What is required »
Could you retype every line of the data underneath without altering anything?

Information shown »
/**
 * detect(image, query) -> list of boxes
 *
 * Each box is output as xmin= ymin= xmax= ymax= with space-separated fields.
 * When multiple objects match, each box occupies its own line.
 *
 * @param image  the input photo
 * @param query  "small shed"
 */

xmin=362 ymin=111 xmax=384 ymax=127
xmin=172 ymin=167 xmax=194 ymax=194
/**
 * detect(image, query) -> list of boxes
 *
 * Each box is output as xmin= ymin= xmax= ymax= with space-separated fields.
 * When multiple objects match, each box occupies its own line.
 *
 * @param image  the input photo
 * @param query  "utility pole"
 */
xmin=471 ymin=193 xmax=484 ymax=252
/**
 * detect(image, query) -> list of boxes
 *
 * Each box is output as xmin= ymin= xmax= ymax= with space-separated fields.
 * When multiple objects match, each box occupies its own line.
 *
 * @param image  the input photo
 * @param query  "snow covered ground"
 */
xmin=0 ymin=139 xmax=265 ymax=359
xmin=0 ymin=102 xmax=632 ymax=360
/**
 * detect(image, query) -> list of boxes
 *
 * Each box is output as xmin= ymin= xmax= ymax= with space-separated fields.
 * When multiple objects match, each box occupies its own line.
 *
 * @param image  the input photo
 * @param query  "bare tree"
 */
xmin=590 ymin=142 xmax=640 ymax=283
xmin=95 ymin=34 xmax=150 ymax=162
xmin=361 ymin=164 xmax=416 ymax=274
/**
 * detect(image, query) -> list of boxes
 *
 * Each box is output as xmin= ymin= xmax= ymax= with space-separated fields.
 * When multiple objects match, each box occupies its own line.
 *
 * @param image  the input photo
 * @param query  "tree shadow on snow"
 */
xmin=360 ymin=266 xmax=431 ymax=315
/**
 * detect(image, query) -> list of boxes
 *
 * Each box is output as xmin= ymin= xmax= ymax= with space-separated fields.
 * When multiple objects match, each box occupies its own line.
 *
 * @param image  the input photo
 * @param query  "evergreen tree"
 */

Result of the exercise »
/**
 * detect(image, query) -> list of boxes
 *
 * Each box is output as xmin= ymin= xmax= ymax= with space-separated fields.
 * When multiple objects match, each box occupies its own line.
 *
 * @param image  the input photo
 * @param query  "small shed"
 */

xmin=362 ymin=111 xmax=384 ymax=127
xmin=172 ymin=167 xmax=194 ymax=194
/**
 * detect(image, query) -> list of boxes
 *
 * Each box is output as xmin= ymin= xmax= ymax= with space-separated fields.
 * When multiple objects match, each box occupies its own line.
 *
 * @param image  the input photo
 * @param query  "utility pole"
 */
xmin=471 ymin=193 xmax=484 ymax=252
/**
 * detect(image, query) -> list of boxes
 *
 * Each box is output as xmin= ymin= xmax= ymax= with space-separated fields.
 * When multiple objects match, each box occupies its own line.
 *
 * @param image  the input photo
 * @param query  "snow covered ground"
 */
xmin=0 ymin=139 xmax=265 ymax=359
xmin=0 ymin=102 xmax=632 ymax=360
/**
 * detect(image, query) -> list of boxes
 *
 * Each box is output as xmin= ymin= xmax= ymax= with space-separated fields.
 * When multiple objects match, each box occupies its own line.
 *
 * @param image  the input photo
 * @param query  "bare tree"
 */
xmin=590 ymin=142 xmax=640 ymax=283
xmin=95 ymin=34 xmax=150 ymax=162
xmin=361 ymin=164 xmax=416 ymax=274
/**
 * detect(image, query) -> list of boxes
 *
 * Each box is output as xmin= ymin= xmax= ymax= with space-separated fields.
 * When multiple objects match, each box occupies its own line.
 *
 * @param image  the input photo
 * @param query  "tree shadow on snow"
 */
xmin=360 ymin=266 xmax=431 ymax=315
/**
 * detect(image, query) -> list of boxes
 *
 * Each box is output as xmin= ymin= xmax= ymax= with space-separated fields.
 * When multiple objects match, each box occupies its own line.
 *
 * @param image  the input photo
 * @param query  "evergreen tree"
 */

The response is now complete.